_TASK GOAL_
Without the pictures, set down every record below exactly as it reads.

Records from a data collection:
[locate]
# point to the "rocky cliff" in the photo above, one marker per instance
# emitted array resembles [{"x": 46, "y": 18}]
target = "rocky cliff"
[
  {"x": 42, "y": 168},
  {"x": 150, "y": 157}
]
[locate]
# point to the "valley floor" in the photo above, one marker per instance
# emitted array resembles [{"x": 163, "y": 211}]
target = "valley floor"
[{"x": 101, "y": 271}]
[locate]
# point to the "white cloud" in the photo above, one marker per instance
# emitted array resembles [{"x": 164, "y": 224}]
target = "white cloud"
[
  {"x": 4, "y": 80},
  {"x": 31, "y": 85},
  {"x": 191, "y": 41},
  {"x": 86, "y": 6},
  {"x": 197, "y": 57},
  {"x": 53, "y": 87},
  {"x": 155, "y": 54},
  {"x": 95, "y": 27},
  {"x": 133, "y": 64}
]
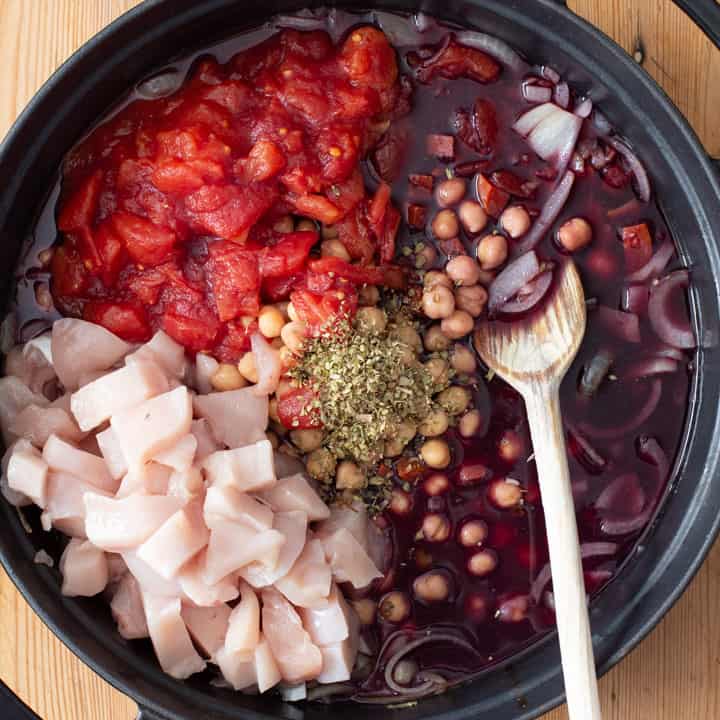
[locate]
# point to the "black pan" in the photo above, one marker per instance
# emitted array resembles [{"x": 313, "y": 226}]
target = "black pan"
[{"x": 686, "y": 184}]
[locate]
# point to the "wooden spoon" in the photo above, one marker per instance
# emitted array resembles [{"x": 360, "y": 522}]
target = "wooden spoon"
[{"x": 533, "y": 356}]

_YOUR RESPONSE_
[locate]
# point to the "rocky cliff" in the photo above, one marker per instance
# emitted array resembles [{"x": 46, "y": 18}]
target = "rocky cliff"
[
  {"x": 42, "y": 168},
  {"x": 150, "y": 157}
]
[locate]
# point to the "valley floor" in the photo above, one marker per instance
# emitted array resembles [{"x": 163, "y": 211}]
target = "valley floor"
[{"x": 101, "y": 271}]
[locate]
# point to the "white cloud" in the photo above, one marker per instance
# emitted array resembles [{"x": 164, "y": 224}]
target = "white cloud"
[
  {"x": 4, "y": 80},
  {"x": 31, "y": 85},
  {"x": 191, "y": 41},
  {"x": 86, "y": 6},
  {"x": 197, "y": 57},
  {"x": 53, "y": 87},
  {"x": 155, "y": 54},
  {"x": 95, "y": 27},
  {"x": 133, "y": 64}
]
[locate]
# point to the "black pan" in the photo above, one marker per instance
# emitted array resembles [{"x": 313, "y": 226}]
target = "black pan"
[{"x": 686, "y": 184}]
[locate]
# point to the "wooden spoon" in the photo above, one marker per instance
# emitted array resembles [{"x": 360, "y": 522}]
target = "wooden spoon"
[{"x": 533, "y": 356}]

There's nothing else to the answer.